(Given information)

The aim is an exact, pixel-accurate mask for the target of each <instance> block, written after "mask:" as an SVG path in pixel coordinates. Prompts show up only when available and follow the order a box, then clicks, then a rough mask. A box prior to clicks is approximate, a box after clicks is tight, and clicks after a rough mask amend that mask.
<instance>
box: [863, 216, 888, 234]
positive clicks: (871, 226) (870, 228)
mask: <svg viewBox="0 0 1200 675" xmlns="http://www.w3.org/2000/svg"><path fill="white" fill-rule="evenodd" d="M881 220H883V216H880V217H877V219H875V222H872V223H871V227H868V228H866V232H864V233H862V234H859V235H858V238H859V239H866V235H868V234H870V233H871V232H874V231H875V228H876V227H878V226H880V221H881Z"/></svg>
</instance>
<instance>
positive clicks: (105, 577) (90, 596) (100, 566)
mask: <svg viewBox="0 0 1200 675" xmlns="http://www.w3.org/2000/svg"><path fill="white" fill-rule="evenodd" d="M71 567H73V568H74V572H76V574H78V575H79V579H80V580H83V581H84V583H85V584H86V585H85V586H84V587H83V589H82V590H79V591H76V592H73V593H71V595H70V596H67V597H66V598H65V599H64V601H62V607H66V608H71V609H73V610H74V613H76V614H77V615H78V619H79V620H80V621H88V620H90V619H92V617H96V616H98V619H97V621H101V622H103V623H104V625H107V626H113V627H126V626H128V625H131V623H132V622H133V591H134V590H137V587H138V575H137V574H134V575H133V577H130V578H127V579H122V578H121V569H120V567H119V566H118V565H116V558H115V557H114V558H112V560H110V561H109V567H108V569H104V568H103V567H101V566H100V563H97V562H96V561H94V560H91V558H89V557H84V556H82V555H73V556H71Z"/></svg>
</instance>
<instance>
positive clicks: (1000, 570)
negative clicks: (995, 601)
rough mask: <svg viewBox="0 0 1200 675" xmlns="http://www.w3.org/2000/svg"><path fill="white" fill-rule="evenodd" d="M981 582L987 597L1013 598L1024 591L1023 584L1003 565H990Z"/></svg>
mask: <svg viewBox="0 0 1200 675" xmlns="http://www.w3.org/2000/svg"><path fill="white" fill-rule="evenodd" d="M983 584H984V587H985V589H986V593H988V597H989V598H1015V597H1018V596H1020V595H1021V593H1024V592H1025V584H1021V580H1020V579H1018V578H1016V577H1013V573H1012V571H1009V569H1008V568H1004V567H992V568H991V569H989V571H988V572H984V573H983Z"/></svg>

(End Given information)

__About this exercise__
Rewrite the material above with every "positive clicks" changed to "foreground clicks" and all other text left as it is.

__The completed task__
The aim is an exact, pixel-accurate mask for the target of each <instance> block, written after "mask:" as an SVG path in pixel coordinates. Prompts show up only when available and follow the order a box, then clicks, then a rough mask. A box prior to clicks is approximate, a box after clicks is tight, and clicks after a rough mask amend that mask.
<instance>
box: [863, 216, 888, 234]
foreground clicks: (871, 226) (870, 228)
mask: <svg viewBox="0 0 1200 675" xmlns="http://www.w3.org/2000/svg"><path fill="white" fill-rule="evenodd" d="M881 220H883V216H880V217H877V219H875V222H872V223H871V227H868V228H866V232H864V233H862V234H859V235H858V238H859V239H866V235H868V234H870V233H871V232H874V231H875V228H876V227H878V226H880V221H881Z"/></svg>
</instance>
<instance>
foreground clicks: (105, 577) (90, 596) (100, 566)
mask: <svg viewBox="0 0 1200 675" xmlns="http://www.w3.org/2000/svg"><path fill="white" fill-rule="evenodd" d="M71 567H73V568H74V572H76V574H78V575H79V579H80V580H83V581H84V583H85V584H86V585H85V586H84V587H83V589H82V590H79V591H76V592H73V593H71V595H70V596H67V597H66V598H65V599H64V601H62V607H66V608H71V609H73V610H74V613H76V614H77V615H78V619H79V620H80V621H88V620H90V619H92V617H96V616H98V619H97V621H101V622H103V623H104V625H107V626H113V627H126V626H128V625H131V623H132V622H133V591H134V590H137V587H138V575H137V574H134V575H133V577H130V578H127V579H122V578H121V569H120V567H119V566H118V565H116V558H115V557H114V558H112V560H110V561H109V567H108V569H104V568H103V567H101V566H100V563H97V562H96V561H94V560H91V558H89V557H84V556H82V555H73V556H71Z"/></svg>
</instance>
<instance>
foreground clicks: (1000, 570)
negative clicks: (995, 601)
rough mask: <svg viewBox="0 0 1200 675" xmlns="http://www.w3.org/2000/svg"><path fill="white" fill-rule="evenodd" d="M981 582L987 597L1013 598L1024 591L1023 584L1003 565H990Z"/></svg>
mask: <svg viewBox="0 0 1200 675" xmlns="http://www.w3.org/2000/svg"><path fill="white" fill-rule="evenodd" d="M983 584H984V587H985V589H986V593H988V597H989V598H1015V597H1018V596H1020V595H1021V593H1024V592H1025V584H1021V580H1020V579H1018V578H1016V577H1013V573H1012V571H1009V569H1008V568H1004V567H992V568H991V569H989V571H988V572H984V573H983Z"/></svg>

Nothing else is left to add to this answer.